Directions for this task: Reproduce the following records word for word, changing nothing.

▬▬▬▬▬▬

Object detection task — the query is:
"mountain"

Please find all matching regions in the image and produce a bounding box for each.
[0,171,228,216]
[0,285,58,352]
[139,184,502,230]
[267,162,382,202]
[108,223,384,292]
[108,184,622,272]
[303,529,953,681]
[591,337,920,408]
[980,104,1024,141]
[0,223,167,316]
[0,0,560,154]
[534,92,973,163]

▬▬▬▬▬▬

Full answer:
Object detection task — the query is:
"mountain"

Please find all matching regions in the image and produce a bounding box for each.
[0,171,228,216]
[0,285,58,352]
[139,184,502,230]
[267,162,382,202]
[108,223,384,292]
[108,184,622,272]
[303,529,953,681]
[591,337,920,408]
[980,104,1024,141]
[0,223,167,316]
[0,0,560,154]
[534,92,973,163]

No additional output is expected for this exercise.